- Task details: Copy out all of the material below word for word, leaving out the pictures.

::::::::

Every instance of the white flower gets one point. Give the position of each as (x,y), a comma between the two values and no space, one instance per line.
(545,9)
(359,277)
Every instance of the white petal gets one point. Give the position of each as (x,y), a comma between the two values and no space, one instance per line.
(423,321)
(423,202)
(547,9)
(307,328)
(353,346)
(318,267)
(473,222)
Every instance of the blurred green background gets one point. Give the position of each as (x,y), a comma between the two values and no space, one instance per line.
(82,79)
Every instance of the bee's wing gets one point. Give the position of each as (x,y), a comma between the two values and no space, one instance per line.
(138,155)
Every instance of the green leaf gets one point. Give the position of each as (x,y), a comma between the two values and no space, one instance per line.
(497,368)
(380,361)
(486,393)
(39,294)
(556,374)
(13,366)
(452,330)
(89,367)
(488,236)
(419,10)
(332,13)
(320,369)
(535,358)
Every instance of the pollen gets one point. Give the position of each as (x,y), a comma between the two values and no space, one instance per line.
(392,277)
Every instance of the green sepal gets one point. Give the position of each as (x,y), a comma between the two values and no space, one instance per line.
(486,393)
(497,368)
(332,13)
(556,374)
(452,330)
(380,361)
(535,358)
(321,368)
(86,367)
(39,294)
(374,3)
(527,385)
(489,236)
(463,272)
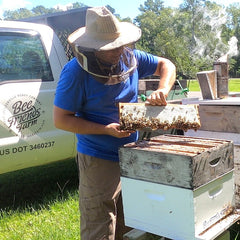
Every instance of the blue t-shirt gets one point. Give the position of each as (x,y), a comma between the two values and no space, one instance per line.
(79,92)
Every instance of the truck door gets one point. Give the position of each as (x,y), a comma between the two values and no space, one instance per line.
(27,86)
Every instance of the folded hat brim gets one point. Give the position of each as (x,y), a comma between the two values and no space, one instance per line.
(129,33)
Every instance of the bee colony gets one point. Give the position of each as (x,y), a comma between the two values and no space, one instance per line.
(177,186)
(135,116)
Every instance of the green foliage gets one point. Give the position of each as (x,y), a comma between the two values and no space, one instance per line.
(193,36)
(40,203)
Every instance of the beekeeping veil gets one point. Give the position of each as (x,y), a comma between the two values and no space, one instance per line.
(104,32)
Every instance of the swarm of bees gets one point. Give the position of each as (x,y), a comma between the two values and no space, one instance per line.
(139,116)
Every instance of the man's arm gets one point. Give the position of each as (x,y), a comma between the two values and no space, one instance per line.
(66,120)
(167,72)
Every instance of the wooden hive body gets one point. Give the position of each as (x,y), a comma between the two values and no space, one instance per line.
(181,161)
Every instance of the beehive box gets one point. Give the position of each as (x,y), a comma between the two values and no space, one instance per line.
(181,161)
(174,212)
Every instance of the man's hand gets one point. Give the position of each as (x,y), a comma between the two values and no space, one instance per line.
(113,129)
(157,98)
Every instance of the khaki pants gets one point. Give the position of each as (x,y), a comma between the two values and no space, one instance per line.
(100,199)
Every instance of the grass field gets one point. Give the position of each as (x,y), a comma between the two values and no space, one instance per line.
(234,85)
(42,203)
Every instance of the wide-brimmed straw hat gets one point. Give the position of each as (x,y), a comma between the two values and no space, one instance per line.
(103,31)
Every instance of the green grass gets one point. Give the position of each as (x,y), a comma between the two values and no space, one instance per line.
(234,85)
(40,203)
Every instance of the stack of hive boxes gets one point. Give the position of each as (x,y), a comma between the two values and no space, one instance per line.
(177,186)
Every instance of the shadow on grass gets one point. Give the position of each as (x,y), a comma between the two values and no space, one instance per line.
(38,186)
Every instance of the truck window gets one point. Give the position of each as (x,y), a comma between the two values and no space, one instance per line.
(22,57)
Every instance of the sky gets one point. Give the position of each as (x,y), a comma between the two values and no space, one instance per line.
(125,8)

::::::::

- Solution to this task:
Every instance of the white flower gets one point. Give the position of each as (x,y), a comma between the two values and no space, one instance per line.
(545,9)
(359,277)
Every instance of the white petal gets one point. Give the position of each as (x,y), a comma between the two values and no space, one instance per line.
(423,321)
(423,202)
(547,9)
(307,328)
(353,346)
(318,267)
(473,222)
Every instance of the blurred green background gets one point. Give the position of each as (x,y), a comma between the two values and no space, one instance per line.
(82,79)
Every instance of the bee's wing gets one point. Give the position of each as (x,y), a comma between the two values and no space, one instance per line.
(138,155)
Every instance of the green leaf gets one point. Give the position of each as (x,y), a comma between the two values and no space, one instance per line.
(497,368)
(380,361)
(486,393)
(39,294)
(556,374)
(13,366)
(452,330)
(89,367)
(488,236)
(419,10)
(332,13)
(320,369)
(535,358)
Every instance of the pollen gets one point. Give the position of each as (x,y), a comma between the two values and no space, one instance per line.
(392,277)
Every instance of the green sepal gets one point. Give the position of each as (x,y), a comma between the two values and no space, one instance per line.
(486,393)
(497,368)
(332,13)
(556,374)
(452,330)
(380,361)
(535,358)
(321,368)
(86,367)
(39,294)
(374,3)
(527,385)
(489,236)
(463,272)
Every instance of the blue t-shirt gets one point. Give the position of each as (x,y), a comma between the two values and no space, one instance per line.
(79,92)
Every instance of the truck door gets one point. Give the position of each as (x,y), a comma between the two values and no space, one instance per line.
(27,86)
Every instance of the folded hat brim gets one point. Give the position of each as (x,y), a comma between the two values and no space, one instance per line.
(129,33)
Every instance of the bee colony gets one point. Give the position of each as (x,y), a comma between the two values and no space, one instance per line.
(177,186)
(135,116)
Every instance of the green foliage gets one point. Give the position of each as (x,y), a comma between the two values and no space, one instance per line.
(193,36)
(40,203)
Every instance of the beekeeping veil gets one point. Give the position of each as (x,y), a comma between the two values and no space, one instance per line.
(104,32)
Every instance of the swarm of bees gets one point. Give the position of each as (x,y), a comma between the two values and no space, one instance per line.
(139,116)
Every instance of the man's arm gets one point. Give the position of each as (x,y), a comma between the two values and no space, one instance per line.
(66,120)
(167,72)
Every instance of the wooden hive body gets one point. Give the position of each as (x,y), a comma between the two values and no space, one instance per line.
(181,161)
Every instance of the beehive box gets one point. Give the position of each as (x,y), a comma between the two values and no space, one instance per line.
(181,161)
(174,212)
Every instance of the man's hand gets one point. Give the position of each as (x,y), a comma between the two values and no space, one instance per line.
(113,129)
(157,98)
Every instance of the khaki pants gets one point. Give the position of each as (x,y), a comma between the two values and no space, one instance per line.
(100,199)
Every instance of the grass field gets one point. Give the position of each as (x,y), a comma between the two values and no space, one instance per line.
(234,85)
(42,203)
Every instance of the wide-brimmed straw hat gets one point. Give the position of each as (x,y), a comma between the two values and no space, one instance per line.
(103,31)
Every instance of the green grass gets one point. Give the position of each as (x,y), a comma between the two values and no space, one instance per line.
(234,85)
(40,203)
Every instance of the stack of hive boxes gets one point. Give the position of each as (x,y), a comma between the two values and no space, one instance per line.
(177,186)
Every instance of the shadow on grass gets one point. Give the position of each as (x,y), a comma between the two values and no space, one instance per line.
(38,186)
Every instance of the truck window gets one point. Give the position of each as (x,y), a comma between the two values and no space, one instance per line.
(22,57)
Every instance of the sky gets one point. Give the position of each as (x,y), a comma between the two values and no space, one instance per line.
(125,8)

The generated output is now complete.